== Selected passage ==
= Beginning of Section =

N.J. lawmakers launch new effort to restore your property tax break

After then-President Donald Trump and congressional Republicans capped the federal deduction for state and local taxes at $10,000, New Jersey officials began trying to get around the limit.

Their idea: Municipal charitable funds that residents could donate to in lieu of paying state and local taxes. Those donations are not capped. But Trump’s treasury secretary, Steven Mnuchin, and the Internal Revenue Service shot it down.

Now leaders of the effort to restore the full deduction want to block the IRS from enforcing its ruling.

On Wednesday, Reps. Mikie Sherrill, Josh Gottheimer and Tom Malinowski and colleagues from New York and California asked the House Appropriations subcommittee with jurisdiction over the IRS to prevent the agency from spending any money to enforce the restrictions against municipal charitable funds.

= End of Section =

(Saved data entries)

= Beginning of Section =

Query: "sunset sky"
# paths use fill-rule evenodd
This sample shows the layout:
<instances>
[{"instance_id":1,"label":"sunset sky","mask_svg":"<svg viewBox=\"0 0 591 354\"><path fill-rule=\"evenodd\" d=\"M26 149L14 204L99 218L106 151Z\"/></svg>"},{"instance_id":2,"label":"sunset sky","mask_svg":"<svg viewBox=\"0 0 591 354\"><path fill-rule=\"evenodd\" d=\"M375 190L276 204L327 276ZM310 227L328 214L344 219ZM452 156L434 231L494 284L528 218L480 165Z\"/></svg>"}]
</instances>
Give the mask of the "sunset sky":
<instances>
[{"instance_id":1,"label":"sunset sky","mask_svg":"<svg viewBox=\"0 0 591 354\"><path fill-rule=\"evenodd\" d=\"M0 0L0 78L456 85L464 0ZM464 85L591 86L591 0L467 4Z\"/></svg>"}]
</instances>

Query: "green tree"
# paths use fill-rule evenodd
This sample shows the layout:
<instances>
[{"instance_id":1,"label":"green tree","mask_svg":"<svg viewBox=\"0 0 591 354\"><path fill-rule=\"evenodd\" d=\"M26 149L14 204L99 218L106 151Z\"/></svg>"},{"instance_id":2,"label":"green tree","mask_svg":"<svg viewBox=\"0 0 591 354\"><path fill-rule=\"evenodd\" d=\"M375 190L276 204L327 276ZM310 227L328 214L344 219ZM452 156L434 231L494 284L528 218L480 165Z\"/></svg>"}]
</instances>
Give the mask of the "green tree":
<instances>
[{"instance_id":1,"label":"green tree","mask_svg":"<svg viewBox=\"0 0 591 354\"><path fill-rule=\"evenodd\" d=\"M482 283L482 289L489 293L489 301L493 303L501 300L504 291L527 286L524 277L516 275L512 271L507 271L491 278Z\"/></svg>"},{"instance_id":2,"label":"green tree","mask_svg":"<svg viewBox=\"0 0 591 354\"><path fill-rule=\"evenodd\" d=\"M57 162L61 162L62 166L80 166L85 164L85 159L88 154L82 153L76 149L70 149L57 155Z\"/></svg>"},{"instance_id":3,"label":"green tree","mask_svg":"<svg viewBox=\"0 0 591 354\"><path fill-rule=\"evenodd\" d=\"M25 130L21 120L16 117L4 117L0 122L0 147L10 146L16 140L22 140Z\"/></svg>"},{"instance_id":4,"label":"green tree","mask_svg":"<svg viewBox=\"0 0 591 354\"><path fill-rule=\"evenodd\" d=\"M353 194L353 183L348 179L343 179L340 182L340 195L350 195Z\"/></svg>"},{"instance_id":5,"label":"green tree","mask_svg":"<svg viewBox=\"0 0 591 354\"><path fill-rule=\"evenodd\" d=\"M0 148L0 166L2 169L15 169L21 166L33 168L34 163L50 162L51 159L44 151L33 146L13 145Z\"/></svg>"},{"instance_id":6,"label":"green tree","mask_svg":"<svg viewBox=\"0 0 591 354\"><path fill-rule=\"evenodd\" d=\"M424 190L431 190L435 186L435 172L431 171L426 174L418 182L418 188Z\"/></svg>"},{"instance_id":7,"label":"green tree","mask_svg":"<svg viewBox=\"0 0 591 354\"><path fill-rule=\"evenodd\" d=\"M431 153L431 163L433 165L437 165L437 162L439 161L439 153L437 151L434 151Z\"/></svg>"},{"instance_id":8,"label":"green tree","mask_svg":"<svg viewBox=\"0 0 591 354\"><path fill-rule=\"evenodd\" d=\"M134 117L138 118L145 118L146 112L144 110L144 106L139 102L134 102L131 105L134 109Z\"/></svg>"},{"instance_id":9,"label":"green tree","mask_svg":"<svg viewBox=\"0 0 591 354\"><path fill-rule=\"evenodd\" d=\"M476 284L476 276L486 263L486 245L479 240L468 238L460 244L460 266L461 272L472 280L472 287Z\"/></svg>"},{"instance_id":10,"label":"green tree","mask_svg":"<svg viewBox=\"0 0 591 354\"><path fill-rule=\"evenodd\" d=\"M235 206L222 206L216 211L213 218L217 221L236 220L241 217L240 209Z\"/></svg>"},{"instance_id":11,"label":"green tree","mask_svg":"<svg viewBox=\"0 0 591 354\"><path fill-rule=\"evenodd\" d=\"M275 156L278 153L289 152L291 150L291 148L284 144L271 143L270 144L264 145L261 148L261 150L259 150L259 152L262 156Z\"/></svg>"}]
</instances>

= End of Section =

== Questions on the material ==
A: Output the part of the article on New Jersey's property tax break that opens with the words containing "After then-President Donald" and closes with "enforcing its ruling.".
B: Write the next part of the article on New Jersey's effort to restore the state and local tax deduction, continuing from where it stops.
The listing is separate material and has no connection to the article.

== Exercise results ==
A:
After then-President Donald Trump and congressional Republicans capped the federal deduction for state and local taxes at $10,000, New Jersey officials began trying to get around the limit.

Their idea: Municipal charitable funds that residents could donate to in lieu of paying state and local taxes. Those donations are not capped. But Trump’s treasury secretary, Steven Mnuchin, and the Internal Revenue Service shot it down.

Now leaders of the effort to restore the full deduction want to block the IRS from enforcing its ruling.

B:
“Particularly at a time when high cost of living states continue to see prices skyrocket, the IRS should not be using appropriated funds to prevent those very states from delivering critical relief to their residents,” the lawmakers wrote.
This is the same way proponents of legal cannabis for years have blocked the U.S. Justice Department from enforcing federal marijuana laws in states that have legalized weed for medicinal purposes.
“We are looking for any vehicle to provide relief to New Jerseyans,” said Sherrill, D-11th Dist.

In addition, Gottheimer, D-5th Dist. said lawmakers planned to ask current Treasury Secretary Janet Yellen to overturn her predecessor’s ruling.

“If you’re giving money to your communities to support these purposes, whether it’s law enforcement or other, why shouldn’t you be able to deduct it?” said Gottheimer, co-chair of the Congressional SALT Caucus, which uses the acronym for the State and Local Tax deduction.
“We believe there was a snap decision made by the last administration,” he said. “They should reverse course.”
The IRS had previously approved charitable accounts to allow taxpayer subsidies for private schools. But in this case, top Treasury officials, in what the agency’s inspector general called a departure from normal procedure, inserted themselves into the debate before the decision was made.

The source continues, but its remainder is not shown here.